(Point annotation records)
====

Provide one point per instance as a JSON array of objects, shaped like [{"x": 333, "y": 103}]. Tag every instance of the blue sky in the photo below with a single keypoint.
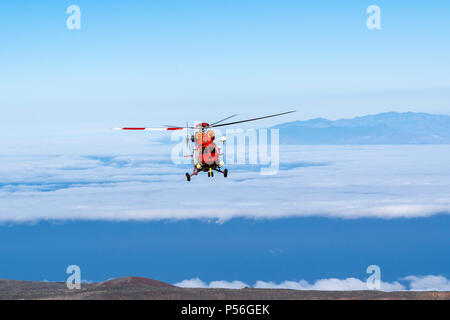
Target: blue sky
[
  {"x": 159, "y": 61},
  {"x": 74, "y": 192}
]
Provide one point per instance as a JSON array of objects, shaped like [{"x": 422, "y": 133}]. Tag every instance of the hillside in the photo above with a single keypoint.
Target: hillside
[
  {"x": 141, "y": 288},
  {"x": 383, "y": 128}
]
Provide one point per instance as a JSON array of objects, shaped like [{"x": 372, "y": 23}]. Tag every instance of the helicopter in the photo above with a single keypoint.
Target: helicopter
[{"x": 205, "y": 154}]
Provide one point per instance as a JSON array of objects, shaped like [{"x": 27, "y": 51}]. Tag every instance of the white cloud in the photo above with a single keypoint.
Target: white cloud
[
  {"x": 427, "y": 283},
  {"x": 197, "y": 283},
  {"x": 413, "y": 283},
  {"x": 107, "y": 183}
]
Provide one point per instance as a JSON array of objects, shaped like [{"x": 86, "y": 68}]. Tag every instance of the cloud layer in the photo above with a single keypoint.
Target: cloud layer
[
  {"x": 135, "y": 180},
  {"x": 413, "y": 283}
]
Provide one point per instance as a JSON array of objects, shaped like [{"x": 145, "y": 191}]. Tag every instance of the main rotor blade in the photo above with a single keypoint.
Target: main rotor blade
[
  {"x": 170, "y": 127},
  {"x": 217, "y": 122},
  {"x": 150, "y": 129},
  {"x": 254, "y": 119}
]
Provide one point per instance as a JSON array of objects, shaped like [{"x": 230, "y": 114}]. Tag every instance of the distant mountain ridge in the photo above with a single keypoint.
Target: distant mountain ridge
[{"x": 382, "y": 128}]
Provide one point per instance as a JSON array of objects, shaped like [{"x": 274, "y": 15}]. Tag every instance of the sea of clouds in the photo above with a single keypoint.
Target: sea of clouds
[{"x": 130, "y": 177}]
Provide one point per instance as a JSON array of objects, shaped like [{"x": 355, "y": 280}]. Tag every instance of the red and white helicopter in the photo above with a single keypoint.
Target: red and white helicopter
[{"x": 206, "y": 154}]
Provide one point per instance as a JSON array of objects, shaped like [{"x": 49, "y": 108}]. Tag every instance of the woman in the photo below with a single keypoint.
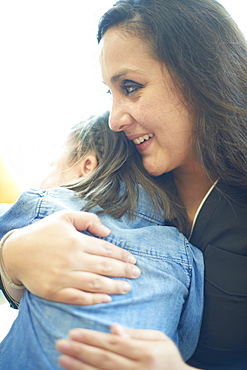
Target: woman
[
  {"x": 192, "y": 59},
  {"x": 100, "y": 170},
  {"x": 177, "y": 74}
]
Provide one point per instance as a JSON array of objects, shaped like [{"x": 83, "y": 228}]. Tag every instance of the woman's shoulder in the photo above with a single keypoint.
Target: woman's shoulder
[{"x": 222, "y": 220}]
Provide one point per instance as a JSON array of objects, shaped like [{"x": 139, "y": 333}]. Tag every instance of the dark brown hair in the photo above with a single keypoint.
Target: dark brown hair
[{"x": 206, "y": 55}]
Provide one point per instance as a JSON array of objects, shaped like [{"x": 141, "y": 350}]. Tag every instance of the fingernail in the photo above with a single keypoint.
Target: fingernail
[
  {"x": 136, "y": 271},
  {"x": 131, "y": 259},
  {"x": 106, "y": 299},
  {"x": 126, "y": 287}
]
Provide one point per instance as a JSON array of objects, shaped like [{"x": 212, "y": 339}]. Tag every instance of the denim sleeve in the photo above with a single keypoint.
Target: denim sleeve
[
  {"x": 189, "y": 321},
  {"x": 21, "y": 213}
]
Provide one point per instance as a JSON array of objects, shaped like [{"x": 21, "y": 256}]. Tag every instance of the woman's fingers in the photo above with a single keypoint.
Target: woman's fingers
[
  {"x": 141, "y": 334},
  {"x": 108, "y": 351},
  {"x": 71, "y": 265},
  {"x": 82, "y": 355}
]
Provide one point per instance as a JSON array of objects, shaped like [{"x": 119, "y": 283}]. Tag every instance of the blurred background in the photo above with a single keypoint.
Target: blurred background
[{"x": 50, "y": 80}]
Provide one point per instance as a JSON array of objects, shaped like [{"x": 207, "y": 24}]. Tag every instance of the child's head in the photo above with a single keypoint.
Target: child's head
[{"x": 105, "y": 167}]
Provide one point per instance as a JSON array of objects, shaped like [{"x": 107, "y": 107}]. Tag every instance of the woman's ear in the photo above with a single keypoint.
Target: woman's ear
[{"x": 87, "y": 165}]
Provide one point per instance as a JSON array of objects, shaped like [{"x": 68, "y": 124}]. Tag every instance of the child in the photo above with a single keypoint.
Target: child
[{"x": 100, "y": 171}]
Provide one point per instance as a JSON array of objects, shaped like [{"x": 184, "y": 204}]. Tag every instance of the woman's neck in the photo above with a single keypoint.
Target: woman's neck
[{"x": 192, "y": 185}]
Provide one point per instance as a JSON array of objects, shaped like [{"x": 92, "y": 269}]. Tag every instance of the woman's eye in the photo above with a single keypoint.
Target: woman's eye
[{"x": 129, "y": 88}]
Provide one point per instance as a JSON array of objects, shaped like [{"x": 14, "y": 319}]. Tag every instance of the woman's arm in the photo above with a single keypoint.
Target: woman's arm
[
  {"x": 55, "y": 261},
  {"x": 133, "y": 349}
]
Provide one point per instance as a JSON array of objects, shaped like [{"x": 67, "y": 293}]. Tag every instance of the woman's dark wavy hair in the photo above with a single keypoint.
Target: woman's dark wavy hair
[
  {"x": 113, "y": 184},
  {"x": 206, "y": 55}
]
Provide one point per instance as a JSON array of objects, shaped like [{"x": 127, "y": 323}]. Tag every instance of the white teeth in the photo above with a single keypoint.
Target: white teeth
[{"x": 140, "y": 139}]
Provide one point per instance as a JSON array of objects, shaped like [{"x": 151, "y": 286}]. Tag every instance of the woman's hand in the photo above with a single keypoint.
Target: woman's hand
[
  {"x": 123, "y": 349},
  {"x": 54, "y": 261}
]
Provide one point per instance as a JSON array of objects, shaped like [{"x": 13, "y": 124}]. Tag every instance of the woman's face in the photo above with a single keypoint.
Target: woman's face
[{"x": 145, "y": 103}]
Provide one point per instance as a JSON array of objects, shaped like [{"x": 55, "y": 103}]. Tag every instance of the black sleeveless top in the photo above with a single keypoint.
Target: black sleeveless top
[{"x": 220, "y": 232}]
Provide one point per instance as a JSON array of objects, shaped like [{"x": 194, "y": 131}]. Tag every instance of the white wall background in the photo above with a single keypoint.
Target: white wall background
[{"x": 49, "y": 76}]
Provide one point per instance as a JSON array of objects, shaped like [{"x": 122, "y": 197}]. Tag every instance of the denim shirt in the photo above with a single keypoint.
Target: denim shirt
[{"x": 168, "y": 295}]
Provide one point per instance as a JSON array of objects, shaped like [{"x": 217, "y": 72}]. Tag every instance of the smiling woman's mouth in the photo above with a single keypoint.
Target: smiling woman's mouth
[{"x": 141, "y": 139}]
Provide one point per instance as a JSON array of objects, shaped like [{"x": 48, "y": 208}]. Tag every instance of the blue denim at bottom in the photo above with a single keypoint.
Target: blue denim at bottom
[{"x": 168, "y": 296}]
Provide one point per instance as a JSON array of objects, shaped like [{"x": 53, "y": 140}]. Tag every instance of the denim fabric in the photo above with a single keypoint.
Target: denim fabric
[{"x": 168, "y": 296}]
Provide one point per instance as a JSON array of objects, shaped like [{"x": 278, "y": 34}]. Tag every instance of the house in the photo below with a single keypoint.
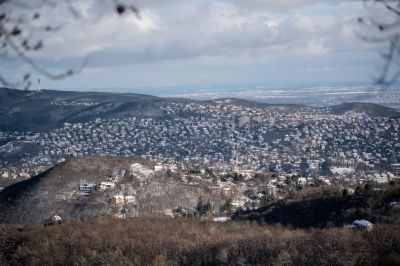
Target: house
[
  {"x": 136, "y": 168},
  {"x": 221, "y": 219},
  {"x": 121, "y": 213},
  {"x": 107, "y": 185},
  {"x": 363, "y": 224},
  {"x": 271, "y": 190},
  {"x": 55, "y": 219},
  {"x": 130, "y": 200},
  {"x": 119, "y": 199},
  {"x": 86, "y": 188}
]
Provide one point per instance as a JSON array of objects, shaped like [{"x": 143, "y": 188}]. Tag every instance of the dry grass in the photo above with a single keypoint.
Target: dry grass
[{"x": 191, "y": 242}]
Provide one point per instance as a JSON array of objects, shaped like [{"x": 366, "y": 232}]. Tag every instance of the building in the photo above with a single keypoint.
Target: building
[
  {"x": 119, "y": 199},
  {"x": 136, "y": 168},
  {"x": 363, "y": 224},
  {"x": 396, "y": 168},
  {"x": 86, "y": 188},
  {"x": 107, "y": 185}
]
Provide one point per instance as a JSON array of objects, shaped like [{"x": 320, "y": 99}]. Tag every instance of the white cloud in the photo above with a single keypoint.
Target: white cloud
[{"x": 178, "y": 35}]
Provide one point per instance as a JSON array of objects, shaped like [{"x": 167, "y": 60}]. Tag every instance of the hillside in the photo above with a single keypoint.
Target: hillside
[
  {"x": 191, "y": 242},
  {"x": 49, "y": 109},
  {"x": 55, "y": 191},
  {"x": 33, "y": 111},
  {"x": 322, "y": 207},
  {"x": 370, "y": 109}
]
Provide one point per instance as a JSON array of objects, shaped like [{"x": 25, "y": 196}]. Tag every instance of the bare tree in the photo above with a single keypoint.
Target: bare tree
[
  {"x": 22, "y": 28},
  {"x": 382, "y": 25}
]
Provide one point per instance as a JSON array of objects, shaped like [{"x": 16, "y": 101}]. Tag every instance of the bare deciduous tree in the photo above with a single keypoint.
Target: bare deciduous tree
[
  {"x": 22, "y": 27},
  {"x": 383, "y": 26}
]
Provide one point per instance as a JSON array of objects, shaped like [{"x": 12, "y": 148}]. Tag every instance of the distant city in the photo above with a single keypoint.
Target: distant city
[{"x": 251, "y": 138}]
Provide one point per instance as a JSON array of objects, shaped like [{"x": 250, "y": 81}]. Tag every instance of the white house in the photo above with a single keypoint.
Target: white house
[
  {"x": 136, "y": 168},
  {"x": 107, "y": 185}
]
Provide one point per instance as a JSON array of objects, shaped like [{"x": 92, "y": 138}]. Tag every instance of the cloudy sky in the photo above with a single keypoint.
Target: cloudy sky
[{"x": 270, "y": 43}]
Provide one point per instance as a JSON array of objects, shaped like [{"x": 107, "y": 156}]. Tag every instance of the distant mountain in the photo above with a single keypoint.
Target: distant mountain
[
  {"x": 33, "y": 111},
  {"x": 31, "y": 201},
  {"x": 49, "y": 109},
  {"x": 371, "y": 109}
]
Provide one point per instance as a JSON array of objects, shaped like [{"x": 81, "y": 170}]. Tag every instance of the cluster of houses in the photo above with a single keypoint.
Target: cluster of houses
[{"x": 301, "y": 140}]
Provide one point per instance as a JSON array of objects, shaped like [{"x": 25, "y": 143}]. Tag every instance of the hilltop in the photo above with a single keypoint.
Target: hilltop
[
  {"x": 49, "y": 109},
  {"x": 52, "y": 191},
  {"x": 370, "y": 109}
]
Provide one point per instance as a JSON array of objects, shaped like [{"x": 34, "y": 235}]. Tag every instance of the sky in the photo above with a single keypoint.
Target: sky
[{"x": 207, "y": 43}]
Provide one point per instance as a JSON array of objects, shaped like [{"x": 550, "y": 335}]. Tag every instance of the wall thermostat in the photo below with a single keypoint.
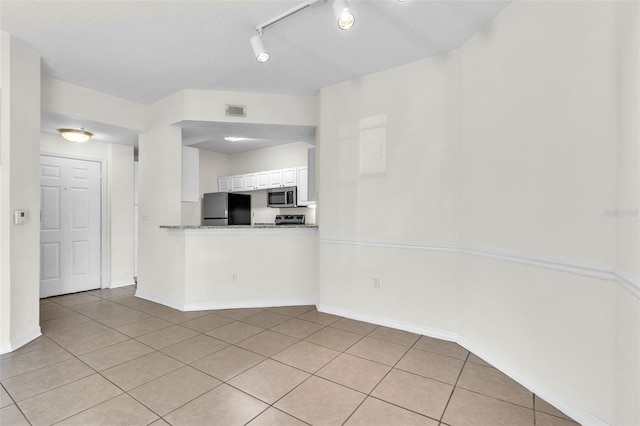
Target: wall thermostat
[{"x": 20, "y": 217}]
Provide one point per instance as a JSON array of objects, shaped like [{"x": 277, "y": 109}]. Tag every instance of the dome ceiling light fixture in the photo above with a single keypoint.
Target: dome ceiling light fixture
[
  {"x": 75, "y": 135},
  {"x": 345, "y": 18}
]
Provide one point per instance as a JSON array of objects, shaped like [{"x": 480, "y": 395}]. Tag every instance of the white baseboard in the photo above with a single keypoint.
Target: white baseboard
[
  {"x": 116, "y": 284},
  {"x": 266, "y": 303},
  {"x": 577, "y": 413},
  {"x": 20, "y": 342}
]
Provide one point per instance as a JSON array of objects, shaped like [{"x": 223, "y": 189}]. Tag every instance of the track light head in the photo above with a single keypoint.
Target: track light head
[
  {"x": 259, "y": 49},
  {"x": 345, "y": 17}
]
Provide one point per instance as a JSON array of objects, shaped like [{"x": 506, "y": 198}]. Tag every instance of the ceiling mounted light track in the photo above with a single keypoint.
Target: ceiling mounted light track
[{"x": 345, "y": 18}]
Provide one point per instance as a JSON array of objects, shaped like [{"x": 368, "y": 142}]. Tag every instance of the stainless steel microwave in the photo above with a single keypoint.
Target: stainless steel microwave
[{"x": 282, "y": 197}]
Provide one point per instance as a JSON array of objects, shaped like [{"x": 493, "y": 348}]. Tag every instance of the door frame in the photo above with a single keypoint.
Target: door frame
[{"x": 104, "y": 241}]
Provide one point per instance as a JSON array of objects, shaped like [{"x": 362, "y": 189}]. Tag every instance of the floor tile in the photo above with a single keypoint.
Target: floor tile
[
  {"x": 11, "y": 415},
  {"x": 334, "y": 338},
  {"x": 477, "y": 360},
  {"x": 267, "y": 343},
  {"x": 167, "y": 336},
  {"x": 319, "y": 317},
  {"x": 491, "y": 382},
  {"x": 139, "y": 328},
  {"x": 94, "y": 342},
  {"x": 472, "y": 409},
  {"x": 353, "y": 372},
  {"x": 234, "y": 332},
  {"x": 194, "y": 348},
  {"x": 62, "y": 322},
  {"x": 207, "y": 322},
  {"x": 378, "y": 350},
  {"x": 118, "y": 320},
  {"x": 30, "y": 361},
  {"x": 237, "y": 314},
  {"x": 212, "y": 409},
  {"x": 116, "y": 354},
  {"x": 297, "y": 328},
  {"x": 292, "y": 311},
  {"x": 139, "y": 371},
  {"x": 5, "y": 399},
  {"x": 376, "y": 412},
  {"x": 42, "y": 342},
  {"x": 392, "y": 335},
  {"x": 415, "y": 393},
  {"x": 354, "y": 326},
  {"x": 320, "y": 402},
  {"x": 265, "y": 319},
  {"x": 65, "y": 401},
  {"x": 432, "y": 365},
  {"x": 169, "y": 392},
  {"x": 545, "y": 407},
  {"x": 269, "y": 381},
  {"x": 178, "y": 317},
  {"x": 275, "y": 417},
  {"x": 306, "y": 356},
  {"x": 121, "y": 410},
  {"x": 441, "y": 347},
  {"x": 228, "y": 362},
  {"x": 544, "y": 419},
  {"x": 46, "y": 378},
  {"x": 76, "y": 331}
]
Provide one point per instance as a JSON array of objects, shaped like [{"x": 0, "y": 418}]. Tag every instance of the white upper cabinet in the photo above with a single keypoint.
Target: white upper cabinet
[
  {"x": 289, "y": 176},
  {"x": 275, "y": 178},
  {"x": 190, "y": 173},
  {"x": 224, "y": 184}
]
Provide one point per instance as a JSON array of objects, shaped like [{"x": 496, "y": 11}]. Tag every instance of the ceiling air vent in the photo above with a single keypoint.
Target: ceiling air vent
[{"x": 235, "y": 110}]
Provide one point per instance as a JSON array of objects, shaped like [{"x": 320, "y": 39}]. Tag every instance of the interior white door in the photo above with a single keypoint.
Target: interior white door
[{"x": 70, "y": 218}]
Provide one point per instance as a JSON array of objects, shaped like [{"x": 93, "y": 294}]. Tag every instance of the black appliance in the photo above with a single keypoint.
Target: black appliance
[{"x": 224, "y": 208}]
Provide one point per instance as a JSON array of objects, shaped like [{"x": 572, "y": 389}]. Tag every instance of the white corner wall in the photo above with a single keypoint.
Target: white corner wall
[
  {"x": 479, "y": 188},
  {"x": 20, "y": 189}
]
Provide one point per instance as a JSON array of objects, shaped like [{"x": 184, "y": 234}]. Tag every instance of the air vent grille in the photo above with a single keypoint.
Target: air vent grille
[{"x": 235, "y": 110}]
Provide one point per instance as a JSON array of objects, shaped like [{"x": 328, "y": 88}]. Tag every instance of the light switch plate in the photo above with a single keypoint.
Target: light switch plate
[{"x": 20, "y": 217}]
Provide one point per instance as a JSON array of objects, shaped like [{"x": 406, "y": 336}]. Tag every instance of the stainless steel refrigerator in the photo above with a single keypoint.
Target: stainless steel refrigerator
[{"x": 224, "y": 208}]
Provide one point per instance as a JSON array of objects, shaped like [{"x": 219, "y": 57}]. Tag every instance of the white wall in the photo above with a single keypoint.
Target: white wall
[
  {"x": 484, "y": 210},
  {"x": 120, "y": 212},
  {"x": 20, "y": 189}
]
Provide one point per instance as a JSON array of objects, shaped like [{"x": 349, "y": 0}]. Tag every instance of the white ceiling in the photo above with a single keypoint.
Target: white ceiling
[{"x": 146, "y": 50}]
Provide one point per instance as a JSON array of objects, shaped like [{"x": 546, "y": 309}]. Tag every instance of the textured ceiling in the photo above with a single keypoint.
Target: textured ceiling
[{"x": 145, "y": 50}]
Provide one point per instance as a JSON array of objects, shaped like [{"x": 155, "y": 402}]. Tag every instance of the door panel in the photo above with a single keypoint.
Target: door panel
[{"x": 70, "y": 235}]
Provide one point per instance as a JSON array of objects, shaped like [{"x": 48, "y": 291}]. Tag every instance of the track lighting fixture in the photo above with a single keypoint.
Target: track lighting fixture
[
  {"x": 75, "y": 135},
  {"x": 259, "y": 49},
  {"x": 345, "y": 18}
]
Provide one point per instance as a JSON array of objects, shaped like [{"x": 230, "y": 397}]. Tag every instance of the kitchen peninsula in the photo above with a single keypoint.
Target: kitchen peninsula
[{"x": 244, "y": 265}]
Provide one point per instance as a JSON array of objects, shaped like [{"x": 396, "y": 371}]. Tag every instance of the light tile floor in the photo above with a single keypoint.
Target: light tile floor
[{"x": 107, "y": 357}]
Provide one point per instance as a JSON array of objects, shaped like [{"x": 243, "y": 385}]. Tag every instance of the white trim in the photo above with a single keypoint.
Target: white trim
[
  {"x": 162, "y": 301},
  {"x": 123, "y": 283},
  {"x": 538, "y": 262},
  {"x": 577, "y": 413},
  {"x": 267, "y": 303},
  {"x": 21, "y": 341}
]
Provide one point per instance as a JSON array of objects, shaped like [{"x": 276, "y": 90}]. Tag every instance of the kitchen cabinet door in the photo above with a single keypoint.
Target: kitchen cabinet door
[
  {"x": 224, "y": 184},
  {"x": 275, "y": 178},
  {"x": 262, "y": 180},
  {"x": 289, "y": 176},
  {"x": 250, "y": 182},
  {"x": 238, "y": 183}
]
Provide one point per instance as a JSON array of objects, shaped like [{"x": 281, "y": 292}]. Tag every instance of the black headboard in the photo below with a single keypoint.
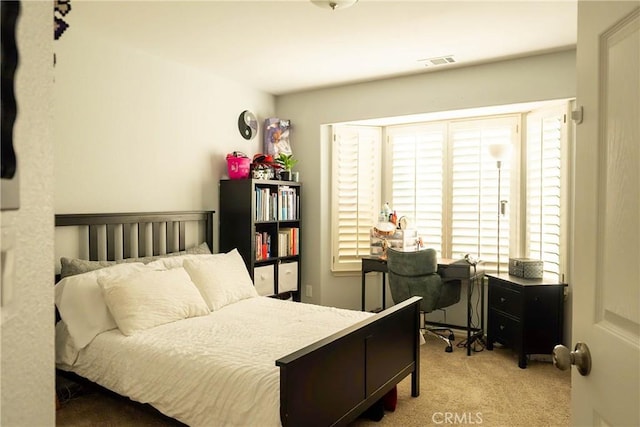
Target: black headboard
[{"x": 124, "y": 235}]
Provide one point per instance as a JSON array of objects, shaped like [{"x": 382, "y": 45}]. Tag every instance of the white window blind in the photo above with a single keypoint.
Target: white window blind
[
  {"x": 355, "y": 193},
  {"x": 417, "y": 165},
  {"x": 476, "y": 222},
  {"x": 544, "y": 189}
]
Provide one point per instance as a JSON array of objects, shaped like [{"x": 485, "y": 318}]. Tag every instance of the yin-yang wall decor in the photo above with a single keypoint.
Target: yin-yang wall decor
[{"x": 248, "y": 125}]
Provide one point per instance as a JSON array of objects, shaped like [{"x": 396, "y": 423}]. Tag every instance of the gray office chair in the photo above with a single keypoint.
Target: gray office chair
[{"x": 416, "y": 274}]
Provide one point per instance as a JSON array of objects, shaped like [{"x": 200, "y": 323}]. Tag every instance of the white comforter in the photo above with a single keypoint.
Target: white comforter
[{"x": 217, "y": 369}]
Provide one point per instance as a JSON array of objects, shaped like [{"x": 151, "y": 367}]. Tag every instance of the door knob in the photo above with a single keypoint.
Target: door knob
[{"x": 580, "y": 356}]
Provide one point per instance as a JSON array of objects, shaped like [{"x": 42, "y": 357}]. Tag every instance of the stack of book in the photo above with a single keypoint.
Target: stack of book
[
  {"x": 289, "y": 202},
  {"x": 263, "y": 246},
  {"x": 266, "y": 205},
  {"x": 288, "y": 242}
]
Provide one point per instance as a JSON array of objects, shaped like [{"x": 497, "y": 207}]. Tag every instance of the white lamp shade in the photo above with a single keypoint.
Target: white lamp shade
[
  {"x": 334, "y": 4},
  {"x": 499, "y": 151}
]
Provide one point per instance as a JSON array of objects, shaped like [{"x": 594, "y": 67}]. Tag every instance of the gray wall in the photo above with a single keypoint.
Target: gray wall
[{"x": 27, "y": 343}]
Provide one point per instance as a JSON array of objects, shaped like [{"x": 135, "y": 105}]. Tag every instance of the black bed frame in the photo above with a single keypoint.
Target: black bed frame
[{"x": 330, "y": 382}]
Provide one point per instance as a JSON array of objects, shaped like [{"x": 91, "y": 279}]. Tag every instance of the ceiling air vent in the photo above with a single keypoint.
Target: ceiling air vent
[{"x": 438, "y": 60}]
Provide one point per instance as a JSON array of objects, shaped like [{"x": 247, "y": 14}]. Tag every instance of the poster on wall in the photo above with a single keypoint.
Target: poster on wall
[{"x": 276, "y": 136}]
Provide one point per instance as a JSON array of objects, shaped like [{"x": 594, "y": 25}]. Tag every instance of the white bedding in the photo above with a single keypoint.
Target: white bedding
[{"x": 217, "y": 369}]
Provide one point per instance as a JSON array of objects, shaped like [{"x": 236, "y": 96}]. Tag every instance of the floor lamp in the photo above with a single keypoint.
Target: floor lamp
[{"x": 499, "y": 152}]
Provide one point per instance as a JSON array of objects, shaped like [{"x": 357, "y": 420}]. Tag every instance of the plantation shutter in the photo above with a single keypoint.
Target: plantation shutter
[
  {"x": 355, "y": 193},
  {"x": 474, "y": 193},
  {"x": 417, "y": 163},
  {"x": 544, "y": 196}
]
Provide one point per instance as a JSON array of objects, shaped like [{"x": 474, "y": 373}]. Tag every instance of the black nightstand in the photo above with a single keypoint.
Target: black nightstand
[{"x": 525, "y": 314}]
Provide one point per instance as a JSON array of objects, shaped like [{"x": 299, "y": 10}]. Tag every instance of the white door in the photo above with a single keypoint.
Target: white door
[{"x": 606, "y": 264}]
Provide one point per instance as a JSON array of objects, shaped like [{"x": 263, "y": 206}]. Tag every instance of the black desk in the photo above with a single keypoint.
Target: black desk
[{"x": 449, "y": 269}]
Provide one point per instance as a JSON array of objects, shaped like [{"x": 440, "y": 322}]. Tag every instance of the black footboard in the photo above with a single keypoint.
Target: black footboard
[{"x": 333, "y": 381}]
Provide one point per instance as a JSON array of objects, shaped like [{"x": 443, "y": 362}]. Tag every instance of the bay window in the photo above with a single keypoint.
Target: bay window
[{"x": 443, "y": 179}]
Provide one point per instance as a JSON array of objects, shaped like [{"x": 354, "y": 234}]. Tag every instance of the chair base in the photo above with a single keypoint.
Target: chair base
[{"x": 445, "y": 334}]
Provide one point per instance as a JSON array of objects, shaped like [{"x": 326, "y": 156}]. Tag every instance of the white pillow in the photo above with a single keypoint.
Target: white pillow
[
  {"x": 81, "y": 304},
  {"x": 222, "y": 280},
  {"x": 151, "y": 298},
  {"x": 178, "y": 261}
]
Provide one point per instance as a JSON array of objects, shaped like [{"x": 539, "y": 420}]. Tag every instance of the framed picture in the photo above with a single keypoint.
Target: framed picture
[{"x": 10, "y": 195}]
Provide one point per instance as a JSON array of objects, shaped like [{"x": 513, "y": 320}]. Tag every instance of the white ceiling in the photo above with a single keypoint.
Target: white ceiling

====

* [WHAT YOU WILL DO] Above are the records; copy exactly the lines from the one with "the black footboard" through the final line.

* [THE OUTPUT]
Provide one point per instance as a JSON array of objects, shaped like [{"x": 440, "y": 322}]. Tag every instance of the black footboard in the photo above with a single keypoint.
Target: black footboard
[{"x": 333, "y": 381}]
Provide one point per instance as a JSON array of objects, shaped like [{"x": 443, "y": 362}]. Tag every instance of the bay window in the photo above with a single keypoint.
Target: bay window
[{"x": 443, "y": 179}]
Provide one point per instance as a JSON array of objects, shaped like [{"x": 354, "y": 234}]. Tag every instance of the chair base in the photo above with a single keypoint.
Target: chair base
[{"x": 445, "y": 334}]
Provide one point per instance as a JSON array of objects, shaped like [{"x": 326, "y": 156}]. Tag every instance of the white pillow in the photo above with a single keypoint.
Target: white pillow
[
  {"x": 81, "y": 304},
  {"x": 222, "y": 280},
  {"x": 151, "y": 298},
  {"x": 178, "y": 261}
]
Provide one point per instance as a JSON array of objects, shaped like [{"x": 539, "y": 420}]. Tag every instance of the framed picture in the photo above with a single keypoint.
Target: framed picture
[{"x": 10, "y": 195}]
Provide one point per instance as a JSON array of objects, shaped like [{"x": 513, "y": 320}]. Tag every instance of the white ceiling in the photo above with a single keypoint.
Target: white ceiling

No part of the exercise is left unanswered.